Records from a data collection
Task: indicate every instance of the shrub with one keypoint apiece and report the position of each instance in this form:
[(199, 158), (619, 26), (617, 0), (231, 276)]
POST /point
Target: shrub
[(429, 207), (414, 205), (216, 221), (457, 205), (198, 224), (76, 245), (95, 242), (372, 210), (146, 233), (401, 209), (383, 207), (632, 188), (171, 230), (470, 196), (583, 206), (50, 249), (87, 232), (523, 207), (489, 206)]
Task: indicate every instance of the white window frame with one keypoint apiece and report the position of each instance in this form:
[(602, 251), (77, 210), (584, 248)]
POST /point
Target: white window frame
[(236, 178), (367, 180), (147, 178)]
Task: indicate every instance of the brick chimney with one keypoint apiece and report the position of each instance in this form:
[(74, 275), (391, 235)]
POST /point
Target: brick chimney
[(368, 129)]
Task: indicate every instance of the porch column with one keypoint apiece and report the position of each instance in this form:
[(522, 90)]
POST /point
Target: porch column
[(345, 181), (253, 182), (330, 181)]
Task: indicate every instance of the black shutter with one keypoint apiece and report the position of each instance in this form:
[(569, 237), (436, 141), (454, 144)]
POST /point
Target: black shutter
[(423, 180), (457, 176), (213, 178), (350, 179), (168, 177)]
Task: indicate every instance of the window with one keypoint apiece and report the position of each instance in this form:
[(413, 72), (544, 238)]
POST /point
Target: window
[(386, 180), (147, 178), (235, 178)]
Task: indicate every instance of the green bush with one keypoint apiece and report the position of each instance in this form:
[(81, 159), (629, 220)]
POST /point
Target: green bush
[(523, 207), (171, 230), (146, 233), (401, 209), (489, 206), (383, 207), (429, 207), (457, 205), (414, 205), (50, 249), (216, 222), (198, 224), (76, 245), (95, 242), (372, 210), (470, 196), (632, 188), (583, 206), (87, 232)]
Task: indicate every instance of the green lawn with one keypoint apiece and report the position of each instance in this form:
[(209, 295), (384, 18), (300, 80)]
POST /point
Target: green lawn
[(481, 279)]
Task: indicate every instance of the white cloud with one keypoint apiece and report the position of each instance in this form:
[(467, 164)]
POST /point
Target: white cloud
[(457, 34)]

**Stated task**
Reproduce verbatim the stretch of lines above from the line containing "Task: indicate every instance of the porch" through the line containing "[(345, 181), (253, 182), (330, 181)]", including both of those lines.

**The answer**
Task: indicate every instance of the porch column with one keypoint apiece and report the position of each instance in this form:
[(522, 90)]
POST /point
Target: porch column
[(345, 181), (253, 182), (330, 181)]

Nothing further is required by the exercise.